The task
Tally the lines of the records below that include the word "orange", and write down only that tally.

Records shown
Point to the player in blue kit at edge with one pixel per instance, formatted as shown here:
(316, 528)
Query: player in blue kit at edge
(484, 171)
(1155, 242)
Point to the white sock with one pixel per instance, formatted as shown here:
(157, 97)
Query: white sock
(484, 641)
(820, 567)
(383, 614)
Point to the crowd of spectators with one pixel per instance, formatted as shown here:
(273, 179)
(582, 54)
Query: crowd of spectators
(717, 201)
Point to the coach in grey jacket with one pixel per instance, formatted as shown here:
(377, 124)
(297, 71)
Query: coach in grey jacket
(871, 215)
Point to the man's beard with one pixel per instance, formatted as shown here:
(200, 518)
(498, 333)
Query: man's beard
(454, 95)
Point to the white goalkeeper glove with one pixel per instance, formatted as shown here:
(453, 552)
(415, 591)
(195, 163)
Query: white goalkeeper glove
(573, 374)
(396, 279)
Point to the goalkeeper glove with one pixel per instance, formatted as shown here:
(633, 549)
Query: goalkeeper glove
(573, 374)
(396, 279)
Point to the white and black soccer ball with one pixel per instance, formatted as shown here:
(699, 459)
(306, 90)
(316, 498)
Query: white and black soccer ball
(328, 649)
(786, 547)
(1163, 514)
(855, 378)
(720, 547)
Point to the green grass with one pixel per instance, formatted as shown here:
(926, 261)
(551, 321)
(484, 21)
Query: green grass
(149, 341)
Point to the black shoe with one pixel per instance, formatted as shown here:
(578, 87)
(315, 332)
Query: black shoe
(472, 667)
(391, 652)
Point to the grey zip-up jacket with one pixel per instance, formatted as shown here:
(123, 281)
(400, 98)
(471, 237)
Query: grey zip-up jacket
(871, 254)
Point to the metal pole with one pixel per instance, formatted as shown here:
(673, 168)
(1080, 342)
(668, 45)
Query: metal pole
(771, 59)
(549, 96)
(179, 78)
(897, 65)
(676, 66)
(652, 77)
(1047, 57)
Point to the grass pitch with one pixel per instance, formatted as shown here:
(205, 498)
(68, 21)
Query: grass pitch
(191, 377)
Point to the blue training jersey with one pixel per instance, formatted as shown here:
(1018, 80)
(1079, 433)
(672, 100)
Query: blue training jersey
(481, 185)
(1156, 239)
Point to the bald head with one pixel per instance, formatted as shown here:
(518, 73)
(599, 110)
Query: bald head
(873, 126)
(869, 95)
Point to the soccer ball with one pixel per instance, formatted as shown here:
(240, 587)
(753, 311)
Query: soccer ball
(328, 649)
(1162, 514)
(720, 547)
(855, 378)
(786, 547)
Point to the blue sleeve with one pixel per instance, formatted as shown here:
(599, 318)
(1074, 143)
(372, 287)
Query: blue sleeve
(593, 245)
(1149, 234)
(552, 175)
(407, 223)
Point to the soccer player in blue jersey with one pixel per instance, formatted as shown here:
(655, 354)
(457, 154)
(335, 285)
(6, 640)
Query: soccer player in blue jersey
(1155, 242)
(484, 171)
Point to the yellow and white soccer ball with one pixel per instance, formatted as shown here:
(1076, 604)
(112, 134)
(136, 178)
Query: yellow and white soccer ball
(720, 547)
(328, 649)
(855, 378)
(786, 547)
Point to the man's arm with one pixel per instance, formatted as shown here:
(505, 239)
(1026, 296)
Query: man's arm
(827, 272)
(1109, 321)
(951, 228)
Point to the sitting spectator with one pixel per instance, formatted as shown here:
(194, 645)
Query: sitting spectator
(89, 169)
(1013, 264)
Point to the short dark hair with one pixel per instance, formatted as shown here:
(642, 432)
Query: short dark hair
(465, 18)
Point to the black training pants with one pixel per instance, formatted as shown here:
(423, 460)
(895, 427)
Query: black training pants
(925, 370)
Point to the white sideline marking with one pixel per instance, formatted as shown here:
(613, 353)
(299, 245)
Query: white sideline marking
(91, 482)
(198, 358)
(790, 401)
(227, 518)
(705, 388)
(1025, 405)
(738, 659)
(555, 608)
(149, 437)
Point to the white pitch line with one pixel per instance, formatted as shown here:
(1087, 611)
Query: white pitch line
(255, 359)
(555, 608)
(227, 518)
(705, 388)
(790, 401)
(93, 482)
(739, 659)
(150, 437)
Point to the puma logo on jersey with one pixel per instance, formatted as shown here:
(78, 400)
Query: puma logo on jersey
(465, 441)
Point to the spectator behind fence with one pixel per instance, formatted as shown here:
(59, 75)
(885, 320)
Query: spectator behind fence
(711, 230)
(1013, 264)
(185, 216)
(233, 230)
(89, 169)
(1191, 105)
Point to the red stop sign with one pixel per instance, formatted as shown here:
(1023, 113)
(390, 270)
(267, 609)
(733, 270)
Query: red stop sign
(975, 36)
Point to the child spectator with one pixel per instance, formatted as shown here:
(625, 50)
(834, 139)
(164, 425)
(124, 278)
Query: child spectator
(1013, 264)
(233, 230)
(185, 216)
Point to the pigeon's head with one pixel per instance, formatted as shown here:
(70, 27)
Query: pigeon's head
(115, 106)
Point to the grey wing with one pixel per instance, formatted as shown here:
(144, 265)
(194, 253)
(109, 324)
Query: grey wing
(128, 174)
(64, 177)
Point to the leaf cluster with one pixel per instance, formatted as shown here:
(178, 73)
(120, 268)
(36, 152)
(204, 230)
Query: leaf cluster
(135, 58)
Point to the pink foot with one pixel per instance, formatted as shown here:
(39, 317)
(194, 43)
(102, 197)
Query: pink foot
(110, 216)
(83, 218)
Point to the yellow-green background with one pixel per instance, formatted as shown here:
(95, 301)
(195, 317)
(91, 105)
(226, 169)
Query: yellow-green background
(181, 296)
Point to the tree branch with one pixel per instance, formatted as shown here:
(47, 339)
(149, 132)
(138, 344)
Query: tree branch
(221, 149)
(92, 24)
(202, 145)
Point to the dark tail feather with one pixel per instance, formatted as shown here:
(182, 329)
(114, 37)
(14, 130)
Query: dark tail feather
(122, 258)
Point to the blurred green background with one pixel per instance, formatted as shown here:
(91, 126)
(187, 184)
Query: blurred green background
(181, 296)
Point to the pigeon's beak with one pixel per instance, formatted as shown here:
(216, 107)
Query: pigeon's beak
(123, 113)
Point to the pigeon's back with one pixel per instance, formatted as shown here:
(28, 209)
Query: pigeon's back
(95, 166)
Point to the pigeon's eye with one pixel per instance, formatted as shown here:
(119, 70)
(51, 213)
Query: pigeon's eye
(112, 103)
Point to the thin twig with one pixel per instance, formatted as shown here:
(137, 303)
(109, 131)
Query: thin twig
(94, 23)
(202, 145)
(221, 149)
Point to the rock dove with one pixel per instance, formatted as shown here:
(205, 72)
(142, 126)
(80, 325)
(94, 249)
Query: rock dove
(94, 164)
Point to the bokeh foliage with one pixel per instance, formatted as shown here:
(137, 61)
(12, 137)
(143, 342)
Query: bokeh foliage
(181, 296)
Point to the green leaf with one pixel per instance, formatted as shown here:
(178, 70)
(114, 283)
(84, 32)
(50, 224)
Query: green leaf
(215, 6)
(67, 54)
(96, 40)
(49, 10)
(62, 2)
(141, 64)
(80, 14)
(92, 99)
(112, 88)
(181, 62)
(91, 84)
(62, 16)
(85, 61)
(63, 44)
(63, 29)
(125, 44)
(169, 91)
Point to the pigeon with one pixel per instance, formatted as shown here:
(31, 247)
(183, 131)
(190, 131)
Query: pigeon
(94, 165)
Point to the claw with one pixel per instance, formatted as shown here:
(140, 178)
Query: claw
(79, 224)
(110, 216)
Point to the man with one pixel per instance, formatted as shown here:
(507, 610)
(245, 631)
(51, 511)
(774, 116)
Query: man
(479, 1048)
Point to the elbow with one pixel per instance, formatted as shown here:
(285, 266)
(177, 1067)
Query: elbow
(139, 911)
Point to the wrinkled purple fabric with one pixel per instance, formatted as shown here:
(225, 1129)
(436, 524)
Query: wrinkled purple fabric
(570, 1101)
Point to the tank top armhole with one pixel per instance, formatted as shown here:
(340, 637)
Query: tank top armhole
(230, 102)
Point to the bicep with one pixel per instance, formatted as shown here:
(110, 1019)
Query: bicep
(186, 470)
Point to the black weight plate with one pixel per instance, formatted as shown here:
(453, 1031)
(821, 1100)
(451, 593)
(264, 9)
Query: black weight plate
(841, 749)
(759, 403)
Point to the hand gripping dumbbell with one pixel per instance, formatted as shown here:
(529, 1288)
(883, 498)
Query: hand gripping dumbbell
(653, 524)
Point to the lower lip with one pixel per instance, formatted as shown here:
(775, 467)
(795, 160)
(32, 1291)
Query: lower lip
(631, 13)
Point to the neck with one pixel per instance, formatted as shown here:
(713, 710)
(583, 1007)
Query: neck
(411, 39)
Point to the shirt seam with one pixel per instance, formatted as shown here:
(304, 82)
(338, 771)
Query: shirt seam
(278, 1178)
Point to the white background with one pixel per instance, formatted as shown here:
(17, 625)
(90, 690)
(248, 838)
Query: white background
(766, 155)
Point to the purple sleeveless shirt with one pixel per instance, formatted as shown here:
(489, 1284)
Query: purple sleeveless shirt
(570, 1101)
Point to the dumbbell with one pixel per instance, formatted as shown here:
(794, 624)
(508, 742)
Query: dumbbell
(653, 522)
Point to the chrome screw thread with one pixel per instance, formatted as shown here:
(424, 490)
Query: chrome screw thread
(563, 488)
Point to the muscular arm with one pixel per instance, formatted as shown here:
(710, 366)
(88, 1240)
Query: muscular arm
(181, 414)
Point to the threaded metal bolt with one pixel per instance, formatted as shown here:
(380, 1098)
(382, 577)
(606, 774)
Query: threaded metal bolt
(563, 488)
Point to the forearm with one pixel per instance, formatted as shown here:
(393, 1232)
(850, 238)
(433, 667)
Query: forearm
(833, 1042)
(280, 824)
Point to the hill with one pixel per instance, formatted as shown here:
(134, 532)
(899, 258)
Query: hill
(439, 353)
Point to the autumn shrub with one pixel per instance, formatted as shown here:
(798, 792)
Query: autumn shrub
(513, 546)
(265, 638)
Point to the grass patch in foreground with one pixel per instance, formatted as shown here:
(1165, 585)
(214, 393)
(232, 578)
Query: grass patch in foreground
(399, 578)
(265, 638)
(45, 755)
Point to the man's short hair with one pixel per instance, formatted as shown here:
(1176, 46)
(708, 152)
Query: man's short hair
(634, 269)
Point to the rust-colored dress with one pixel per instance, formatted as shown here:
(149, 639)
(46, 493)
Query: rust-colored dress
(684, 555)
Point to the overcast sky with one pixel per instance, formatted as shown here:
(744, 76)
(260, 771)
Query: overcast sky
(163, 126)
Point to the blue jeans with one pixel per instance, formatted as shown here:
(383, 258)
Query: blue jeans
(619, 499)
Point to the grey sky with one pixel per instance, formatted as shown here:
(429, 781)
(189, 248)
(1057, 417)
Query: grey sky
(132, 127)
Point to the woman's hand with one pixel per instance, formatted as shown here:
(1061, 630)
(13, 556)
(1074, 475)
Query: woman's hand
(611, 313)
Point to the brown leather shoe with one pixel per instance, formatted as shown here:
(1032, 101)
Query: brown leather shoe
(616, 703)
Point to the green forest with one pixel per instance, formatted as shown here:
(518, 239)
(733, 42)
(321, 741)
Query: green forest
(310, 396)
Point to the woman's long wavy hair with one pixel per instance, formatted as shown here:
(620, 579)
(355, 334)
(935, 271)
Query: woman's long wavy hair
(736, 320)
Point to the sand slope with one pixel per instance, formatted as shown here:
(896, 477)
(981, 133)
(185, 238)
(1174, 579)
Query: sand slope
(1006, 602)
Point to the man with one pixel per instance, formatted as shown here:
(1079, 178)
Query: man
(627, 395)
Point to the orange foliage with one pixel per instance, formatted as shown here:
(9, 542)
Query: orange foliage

Response for this exercise
2